Task instructions: Pick out every line of the records that contains the word "instance" and copy each one in full.

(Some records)
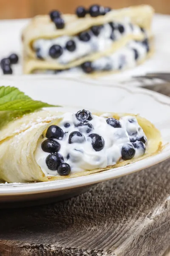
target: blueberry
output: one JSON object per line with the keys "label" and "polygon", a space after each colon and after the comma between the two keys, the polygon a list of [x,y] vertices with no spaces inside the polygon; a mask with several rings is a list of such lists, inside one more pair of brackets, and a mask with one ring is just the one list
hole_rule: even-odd
{"label": "blueberry", "polygon": [[55,18],[53,20],[56,27],[58,29],[63,29],[65,26],[64,20],[62,18]]}
{"label": "blueberry", "polygon": [[122,34],[125,31],[124,26],[121,24],[118,24],[117,29],[121,34]]}
{"label": "blueberry", "polygon": [[90,6],[88,12],[92,17],[97,17],[101,15],[100,6],[98,4],[95,4]]}
{"label": "blueberry", "polygon": [[119,120],[112,117],[108,118],[106,122],[108,125],[114,127],[114,128],[121,128],[122,125]]}
{"label": "blueberry", "polygon": [[87,133],[89,133],[94,129],[92,125],[87,121],[83,121],[76,125],[75,127],[79,127],[79,130],[81,132],[87,132]]}
{"label": "blueberry", "polygon": [[93,26],[91,27],[91,29],[94,35],[99,35],[100,33],[102,26]]}
{"label": "blueberry", "polygon": [[4,66],[8,65],[10,66],[10,61],[9,58],[4,58],[2,59],[0,61],[0,67],[2,69],[3,69],[3,67]]}
{"label": "blueberry", "polygon": [[76,49],[76,43],[74,40],[69,40],[67,42],[65,48],[69,52],[74,52]]}
{"label": "blueberry", "polygon": [[61,16],[61,13],[59,11],[55,10],[54,11],[51,11],[49,14],[50,18],[52,21],[53,21],[54,19],[56,18],[60,18]]}
{"label": "blueberry", "polygon": [[64,158],[58,153],[51,153],[46,158],[45,162],[48,169],[56,171],[59,166],[64,162]]}
{"label": "blueberry", "polygon": [[57,172],[61,176],[68,176],[70,173],[71,168],[67,163],[62,163],[58,167]]}
{"label": "blueberry", "polygon": [[143,154],[144,154],[146,151],[146,146],[144,144],[142,141],[138,141],[137,140],[135,142],[132,143],[135,148],[141,148],[143,150]]}
{"label": "blueberry", "polygon": [[85,31],[81,32],[79,35],[79,38],[81,41],[84,42],[88,42],[91,38],[90,34]]}
{"label": "blueberry", "polygon": [[82,143],[85,141],[84,136],[82,133],[76,131],[72,131],[70,134],[68,138],[69,144],[72,143]]}
{"label": "blueberry", "polygon": [[110,38],[113,41],[115,41],[116,40],[116,37],[113,32],[111,34]]}
{"label": "blueberry", "polygon": [[91,112],[88,110],[80,110],[76,114],[76,117],[79,121],[85,121],[88,120],[91,121],[93,119],[93,116]]}
{"label": "blueberry", "polygon": [[94,71],[94,69],[92,66],[92,63],[91,61],[86,61],[82,63],[81,65],[81,67],[85,73],[87,74],[90,74],[92,73]]}
{"label": "blueberry", "polygon": [[76,14],[79,18],[83,18],[86,14],[86,11],[83,6],[79,6],[76,9]]}
{"label": "blueberry", "polygon": [[109,24],[111,27],[112,31],[113,31],[116,29],[115,25],[113,22],[109,22]]}
{"label": "blueberry", "polygon": [[16,53],[12,53],[9,56],[8,58],[11,64],[17,64],[18,62],[18,56]]}
{"label": "blueberry", "polygon": [[134,148],[130,144],[123,146],[122,148],[122,157],[124,160],[129,160],[134,157],[136,151]]}
{"label": "blueberry", "polygon": [[145,38],[144,39],[144,40],[143,41],[142,44],[146,47],[146,51],[147,51],[147,52],[149,52],[150,48],[149,48],[149,42],[148,42],[148,40],[147,39],[147,38]]}
{"label": "blueberry", "polygon": [[100,151],[105,145],[105,141],[102,136],[96,134],[91,134],[89,135],[92,139],[92,147],[95,151]]}
{"label": "blueberry", "polygon": [[65,123],[65,124],[64,124],[64,126],[65,128],[68,128],[68,127],[70,127],[70,125],[68,123]]}
{"label": "blueberry", "polygon": [[11,75],[12,74],[12,70],[9,65],[3,66],[2,70],[4,75]]}
{"label": "blueberry", "polygon": [[49,50],[49,55],[53,58],[57,58],[62,55],[63,50],[59,44],[52,45]]}
{"label": "blueberry", "polygon": [[62,129],[57,125],[50,125],[47,129],[46,133],[46,137],[48,139],[60,139],[63,138],[64,136],[64,132]]}
{"label": "blueberry", "polygon": [[108,12],[109,12],[111,11],[111,9],[110,7],[105,7],[104,9],[104,11],[102,12],[102,15],[105,15]]}
{"label": "blueberry", "polygon": [[45,152],[57,153],[60,149],[60,145],[52,139],[48,139],[42,142],[41,148]]}
{"label": "blueberry", "polygon": [[134,48],[133,48],[132,49],[132,50],[133,51],[133,52],[134,52],[134,56],[135,59],[136,60],[138,59],[139,57],[139,52],[138,52],[138,51],[136,50],[136,49],[135,49]]}
{"label": "blueberry", "polygon": [[37,55],[37,58],[38,58],[39,59],[40,59],[40,60],[44,59],[41,55],[41,51],[40,51],[40,48],[38,49],[36,51],[36,55]]}

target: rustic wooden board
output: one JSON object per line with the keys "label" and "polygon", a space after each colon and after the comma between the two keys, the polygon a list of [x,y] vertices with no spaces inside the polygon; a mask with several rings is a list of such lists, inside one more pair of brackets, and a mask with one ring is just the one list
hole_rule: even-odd
{"label": "rustic wooden board", "polygon": [[0,224],[0,256],[167,256],[170,160],[62,202],[1,209]]}

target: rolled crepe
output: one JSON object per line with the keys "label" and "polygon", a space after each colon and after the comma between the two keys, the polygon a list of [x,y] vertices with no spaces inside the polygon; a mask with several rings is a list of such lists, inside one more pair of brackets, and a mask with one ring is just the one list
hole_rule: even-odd
{"label": "rolled crepe", "polygon": [[[102,113],[95,113],[100,116]],[[146,119],[135,116],[143,128],[147,140],[147,150],[143,156],[117,163],[113,166],[92,171],[71,174],[67,176],[46,176],[35,158],[35,151],[39,140],[45,134],[51,125],[61,121],[62,113],[56,111],[41,111],[26,115],[11,121],[0,131],[0,179],[8,182],[47,181],[75,177],[109,170],[127,164],[157,153],[162,149],[159,131]],[[128,113],[112,113],[113,117],[134,115]],[[113,171],[114,172],[114,170]]]}
{"label": "rolled crepe", "polygon": [[[146,37],[150,39],[152,37],[151,24],[153,12],[151,6],[141,5],[112,10],[105,16],[94,18],[88,15],[83,18],[78,18],[74,15],[63,15],[65,27],[62,29],[56,29],[48,16],[37,16],[32,20],[23,33],[23,72],[28,74],[33,73],[37,70],[64,70],[79,67],[85,62],[94,61],[116,52],[130,41],[142,41]],[[33,45],[38,39],[51,39],[62,36],[73,36],[89,29],[92,26],[106,24],[113,20],[115,22],[131,23],[143,29],[145,33],[143,33],[142,31],[137,33],[133,33],[132,31],[131,33],[122,35],[121,38],[117,41],[113,41],[111,46],[106,47],[104,50],[91,52],[64,64],[61,63],[57,59],[40,61],[37,58]],[[88,44],[88,42],[86,43]]]}

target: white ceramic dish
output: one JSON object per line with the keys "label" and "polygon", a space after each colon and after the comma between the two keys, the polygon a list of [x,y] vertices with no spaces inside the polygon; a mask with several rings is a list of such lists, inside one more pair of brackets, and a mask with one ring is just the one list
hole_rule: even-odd
{"label": "white ceramic dish", "polygon": [[156,156],[94,175],[52,182],[1,184],[1,204],[33,199],[44,200],[51,197],[60,200],[80,192],[85,186],[136,172],[170,157],[170,98],[168,97],[141,88],[102,85],[97,81],[87,82],[61,77],[1,78],[0,85],[2,85],[16,86],[34,99],[65,105],[67,109],[139,113],[161,131],[166,146]]}
{"label": "white ceramic dish", "polygon": [[[21,32],[28,22],[28,19],[0,21],[0,59],[13,52],[18,53],[21,56],[22,49]],[[116,74],[101,77],[99,80],[107,81],[107,82],[111,84],[114,79],[125,83],[128,86],[140,86],[141,83],[131,82],[130,78],[132,76],[144,75],[147,72],[169,72],[170,15],[155,15],[153,20],[153,31],[155,38],[155,52],[150,58],[135,68]],[[13,65],[12,68],[14,75],[22,74],[21,64],[20,61],[19,64]],[[1,75],[2,71],[0,69],[0,76]],[[75,77],[75,75],[73,76]],[[130,81],[128,81],[129,79]]]}

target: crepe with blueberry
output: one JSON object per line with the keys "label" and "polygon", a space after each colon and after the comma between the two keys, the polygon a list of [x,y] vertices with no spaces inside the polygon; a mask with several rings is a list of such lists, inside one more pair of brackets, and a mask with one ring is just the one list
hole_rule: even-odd
{"label": "crepe with blueberry", "polygon": [[5,125],[0,139],[0,178],[8,182],[88,175],[134,163],[162,148],[159,131],[139,115],[85,110],[25,115]]}
{"label": "crepe with blueberry", "polygon": [[23,33],[25,73],[116,72],[153,50],[149,6],[114,10],[95,5],[76,13],[56,11],[32,19]]}

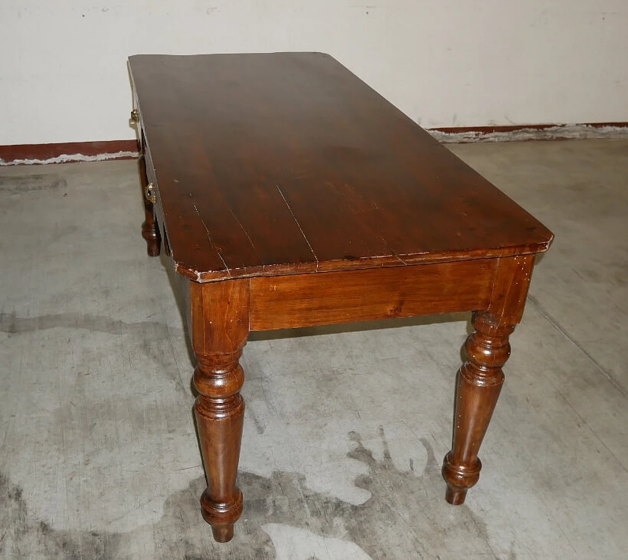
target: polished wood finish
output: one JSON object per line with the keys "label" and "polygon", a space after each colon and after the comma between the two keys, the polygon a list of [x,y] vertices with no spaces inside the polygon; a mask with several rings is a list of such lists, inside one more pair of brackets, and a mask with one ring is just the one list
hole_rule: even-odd
{"label": "polished wood finish", "polygon": [[500,259],[489,305],[473,315],[475,330],[464,344],[467,361],[457,375],[453,441],[443,465],[445,497],[455,505],[480,477],[478,451],[504,383],[508,337],[521,319],[533,264],[529,255]]}
{"label": "polished wood finish", "polygon": [[251,330],[481,309],[497,261],[251,279]]}
{"label": "polished wood finish", "polygon": [[443,471],[462,503],[551,233],[328,56],[129,61],[146,223],[183,277],[216,540],[242,508],[249,331],[473,311]]}
{"label": "polished wood finish", "polygon": [[203,517],[219,542],[231,539],[242,509],[236,486],[244,401],[244,372],[239,360],[249,334],[249,283],[246,280],[190,284],[192,347],[197,360],[194,404],[207,488]]}
{"label": "polished wood finish", "polygon": [[192,280],[512,256],[551,238],[328,55],[129,64],[175,266]]}
{"label": "polished wood finish", "polygon": [[140,184],[142,187],[142,200],[144,201],[144,220],[142,224],[142,237],[146,242],[146,252],[149,256],[159,256],[161,248],[161,236],[159,226],[155,217],[155,209],[153,203],[146,198],[146,185],[148,180],[146,177],[146,163],[143,153],[138,160],[139,167]]}

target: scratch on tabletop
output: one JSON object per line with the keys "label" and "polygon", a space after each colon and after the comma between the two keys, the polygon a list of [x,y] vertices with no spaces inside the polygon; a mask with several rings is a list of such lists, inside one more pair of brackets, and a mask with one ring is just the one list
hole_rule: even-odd
{"label": "scratch on tabletop", "polygon": [[218,256],[220,258],[220,260],[222,261],[222,264],[225,265],[225,268],[227,270],[227,274],[229,278],[231,278],[231,273],[229,272],[229,267],[227,266],[227,263],[225,262],[225,260],[222,258],[222,255],[220,255],[220,251],[218,250],[218,248],[214,244],[213,241],[212,241],[212,236],[209,234],[209,230],[207,229],[207,225],[205,225],[205,222],[203,221],[203,218],[201,217],[200,212],[198,211],[198,209],[197,208],[196,204],[192,203],[192,206],[194,207],[194,209],[196,211],[197,214],[198,216],[198,219],[200,220],[200,222],[203,224],[203,227],[205,228],[205,231],[207,232],[207,239],[209,239],[209,244],[215,250],[216,253],[218,253]]}
{"label": "scratch on tabletop", "polygon": [[303,233],[303,228],[301,227],[301,224],[299,223],[299,221],[296,219],[296,216],[295,216],[295,212],[292,211],[292,209],[290,207],[290,205],[288,204],[288,200],[286,200],[286,197],[283,195],[283,193],[281,192],[281,189],[279,189],[279,185],[275,185],[277,187],[277,190],[279,191],[279,194],[281,195],[281,198],[283,199],[283,201],[286,203],[286,206],[288,207],[288,209],[290,211],[290,214],[292,214],[293,218],[294,218],[295,222],[296,223],[297,227],[301,231],[301,234],[303,236],[303,239],[305,239],[305,243],[308,244],[308,246],[310,248],[310,250],[311,251],[312,255],[314,255],[314,258],[316,260],[317,262],[317,271],[318,270],[318,257],[316,256],[316,253],[314,252],[314,250],[312,249],[312,246],[310,244],[310,241],[308,241],[308,238],[305,236],[305,234]]}

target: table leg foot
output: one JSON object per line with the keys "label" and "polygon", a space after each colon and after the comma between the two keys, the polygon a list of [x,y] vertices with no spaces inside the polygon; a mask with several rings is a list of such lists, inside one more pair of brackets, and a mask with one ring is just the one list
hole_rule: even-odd
{"label": "table leg foot", "polygon": [[234,526],[231,525],[220,525],[212,526],[212,534],[216,542],[229,542],[234,537]]}
{"label": "table leg foot", "polygon": [[452,505],[462,505],[465,503],[465,498],[466,497],[466,488],[454,488],[453,486],[447,485],[447,489],[445,492],[445,499]]}
{"label": "table leg foot", "polygon": [[510,355],[508,337],[514,329],[486,311],[475,312],[473,324],[475,332],[464,345],[467,361],[458,372],[453,445],[443,464],[445,499],[454,505],[464,502],[480,478],[477,454],[504,382],[502,366]]}

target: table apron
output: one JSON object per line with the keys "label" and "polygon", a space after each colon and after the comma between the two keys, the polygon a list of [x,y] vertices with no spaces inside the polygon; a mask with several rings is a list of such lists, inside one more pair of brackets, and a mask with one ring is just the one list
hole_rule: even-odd
{"label": "table apron", "polygon": [[250,329],[486,309],[498,260],[252,278]]}

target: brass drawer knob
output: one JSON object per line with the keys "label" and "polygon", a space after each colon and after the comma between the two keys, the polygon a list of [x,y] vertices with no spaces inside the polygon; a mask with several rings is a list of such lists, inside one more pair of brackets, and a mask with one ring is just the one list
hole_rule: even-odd
{"label": "brass drawer knob", "polygon": [[155,185],[152,183],[146,185],[146,199],[153,204],[157,204],[157,196],[155,195]]}

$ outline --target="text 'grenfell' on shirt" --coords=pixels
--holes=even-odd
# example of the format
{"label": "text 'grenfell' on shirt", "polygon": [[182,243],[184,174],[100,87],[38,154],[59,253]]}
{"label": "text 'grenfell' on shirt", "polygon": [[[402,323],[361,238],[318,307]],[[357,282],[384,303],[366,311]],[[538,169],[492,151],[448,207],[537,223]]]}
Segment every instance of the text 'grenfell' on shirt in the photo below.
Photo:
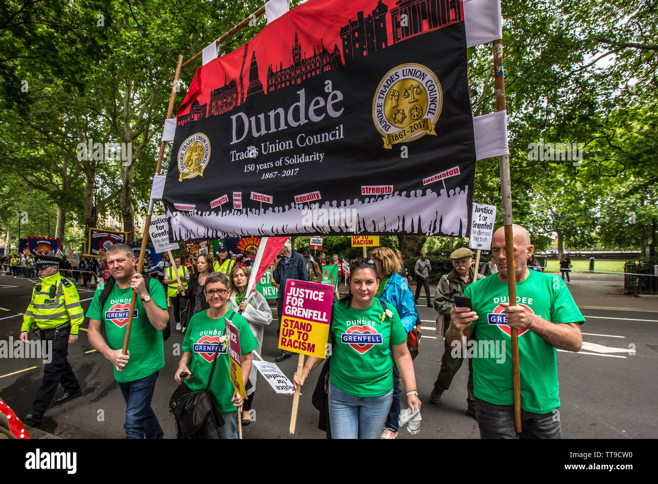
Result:
{"label": "text 'grenfell' on shirt", "polygon": [[[584,318],[564,281],[557,275],[530,271],[517,282],[517,305],[555,323],[583,324]],[[478,319],[475,329],[477,354],[474,355],[473,390],[480,400],[495,405],[510,405],[512,389],[511,329],[505,308],[507,283],[496,275],[480,279],[464,291],[470,297]],[[521,408],[547,414],[560,406],[557,349],[528,329],[519,331]]]}
{"label": "text 'grenfell' on shirt", "polygon": [[[98,284],[85,315],[90,319],[103,321],[107,334],[107,346],[112,350],[120,350],[123,348],[126,335],[132,289],[130,286],[121,289],[115,283],[105,306],[101,308],[99,298],[103,286],[103,283]],[[166,309],[164,289],[157,279],[151,279],[148,292],[159,308]],[[117,381],[139,380],[153,375],[164,366],[162,333],[151,324],[144,304],[139,297],[136,300],[128,350],[130,358],[126,367],[122,371],[114,369],[114,379]]]}
{"label": "text 'grenfell' on shirt", "polygon": [[225,331],[226,319],[231,320],[233,325],[238,328],[242,354],[247,354],[258,348],[258,342],[247,320],[231,309],[224,316],[216,319],[211,319],[208,316],[208,310],[195,314],[190,321],[181,346],[184,352],[192,354],[192,359],[188,367],[194,377],[186,380],[185,383],[192,391],[199,392],[208,385],[213,360],[218,345],[220,345],[217,363],[209,390],[215,397],[217,410],[220,412],[234,412],[236,410],[231,402],[234,388],[229,377],[229,360],[231,357],[228,354],[228,342],[220,344],[221,336],[228,333]]}
{"label": "text 'grenfell' on shirt", "polygon": [[391,316],[377,298],[363,310],[347,301],[334,304],[328,339],[334,346],[330,375],[342,391],[357,396],[380,396],[393,388],[390,346],[405,342],[407,332],[395,308],[387,308]]}

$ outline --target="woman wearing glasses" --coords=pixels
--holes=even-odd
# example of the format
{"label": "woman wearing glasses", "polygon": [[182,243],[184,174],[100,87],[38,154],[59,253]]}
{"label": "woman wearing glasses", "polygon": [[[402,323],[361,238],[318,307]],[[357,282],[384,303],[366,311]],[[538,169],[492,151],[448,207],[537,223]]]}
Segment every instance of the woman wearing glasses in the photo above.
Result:
{"label": "woman wearing glasses", "polygon": [[188,300],[188,306],[184,311],[184,317],[182,318],[184,333],[192,316],[209,307],[203,294],[203,288],[206,278],[211,272],[215,272],[215,269],[213,269],[213,260],[210,255],[207,254],[199,254],[197,259],[197,272],[190,275],[188,288],[178,286],[178,292]]}
{"label": "woman wearing glasses", "polygon": [[[258,347],[256,338],[251,333],[247,321],[226,306],[230,296],[228,279],[222,273],[213,272],[206,277],[203,291],[210,307],[192,316],[183,339],[183,358],[174,379],[179,384],[184,383],[193,392],[205,389],[210,378],[211,369],[219,344],[217,363],[213,373],[209,391],[215,397],[217,410],[224,419],[224,425],[220,427],[222,439],[238,438],[237,409],[243,403],[243,398],[233,389],[229,377],[228,342],[227,321],[230,321],[240,331],[240,352],[242,354],[243,383],[246,385],[251,369],[251,352]],[[188,379],[181,379],[181,374],[190,374]]]}
{"label": "woman wearing glasses", "polygon": [[[267,300],[257,290],[253,290],[253,296],[245,300],[247,295],[247,283],[249,282],[251,272],[247,267],[236,265],[231,271],[231,297],[226,302],[227,306],[234,311],[242,315],[242,317],[249,323],[249,327],[256,338],[258,348],[256,351],[260,354],[263,346],[263,333],[270,323],[272,322],[272,309],[267,304]],[[253,397],[256,392],[256,367],[251,367],[249,375],[249,383],[245,390],[249,399],[245,402],[242,407],[242,425],[248,425],[249,420],[249,410],[253,404]]]}
{"label": "woman wearing glasses", "polygon": [[[420,336],[420,318],[416,311],[413,294],[405,278],[398,273],[400,259],[392,249],[377,247],[370,251],[370,257],[374,259],[377,273],[381,278],[375,297],[397,310],[405,334],[415,331]],[[400,376],[397,367],[393,367],[393,402],[391,411],[386,419],[382,439],[395,439],[397,437],[399,425],[397,419],[400,416]]]}
{"label": "woman wearing glasses", "polygon": [[[329,417],[334,439],[379,439],[393,400],[393,363],[405,383],[407,401],[420,408],[407,332],[395,307],[375,297],[379,278],[372,258],[350,264],[349,292],[334,303],[328,342],[332,344]],[[390,348],[389,347],[390,346]],[[392,350],[393,358],[391,358]],[[295,388],[321,358],[309,357]]]}

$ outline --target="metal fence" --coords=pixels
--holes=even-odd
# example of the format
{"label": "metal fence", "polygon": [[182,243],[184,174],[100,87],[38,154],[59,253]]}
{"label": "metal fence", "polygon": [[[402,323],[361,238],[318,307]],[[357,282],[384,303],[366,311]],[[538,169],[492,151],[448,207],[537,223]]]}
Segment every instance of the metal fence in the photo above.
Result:
{"label": "metal fence", "polygon": [[624,275],[624,290],[634,294],[658,294],[658,277],[654,275],[655,264],[658,264],[658,261],[626,262],[624,265],[624,272],[626,273]]}

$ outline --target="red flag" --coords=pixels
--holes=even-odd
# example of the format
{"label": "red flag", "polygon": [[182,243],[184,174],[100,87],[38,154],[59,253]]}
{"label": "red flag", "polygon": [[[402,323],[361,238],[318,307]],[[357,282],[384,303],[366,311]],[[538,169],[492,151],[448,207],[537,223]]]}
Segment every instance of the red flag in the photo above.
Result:
{"label": "red flag", "polygon": [[247,284],[247,295],[256,287],[257,281],[260,281],[263,275],[270,268],[288,239],[288,237],[263,237],[261,239],[258,253],[251,267],[251,277],[249,278],[249,283]]}

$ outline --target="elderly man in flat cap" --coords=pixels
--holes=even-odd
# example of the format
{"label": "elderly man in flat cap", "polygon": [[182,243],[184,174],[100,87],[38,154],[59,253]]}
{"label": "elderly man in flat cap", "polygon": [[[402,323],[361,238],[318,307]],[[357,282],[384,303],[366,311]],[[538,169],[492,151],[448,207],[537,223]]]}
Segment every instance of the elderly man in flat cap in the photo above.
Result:
{"label": "elderly man in flat cap", "polygon": [[[461,296],[467,286],[473,282],[475,269],[471,267],[473,263],[473,252],[466,247],[457,249],[450,254],[453,269],[447,274],[444,274],[439,279],[439,284],[434,294],[434,309],[442,314],[445,318],[444,330],[447,331],[450,323],[450,311],[455,307],[455,296]],[[478,279],[484,277],[478,274]],[[441,358],[441,369],[434,382],[434,388],[430,394],[430,403],[438,403],[443,392],[450,387],[455,374],[461,367],[463,358],[455,357],[453,348],[448,340],[445,340],[445,350]],[[462,354],[462,352],[459,352]],[[468,383],[467,386],[468,396],[467,398],[468,407],[467,412],[475,417],[475,396],[473,394],[473,367],[468,360]]]}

Expected output:
Segment every instance of the text 'grenfell' on shirt in the photo below.
Segment every instance of the woman wearing glasses in the photo above.
Segment every instance of the metal fence in the photo above.
Segment every instance of the red flag in the photo above.
Segment every instance of the elderly man in flat cap in the photo above.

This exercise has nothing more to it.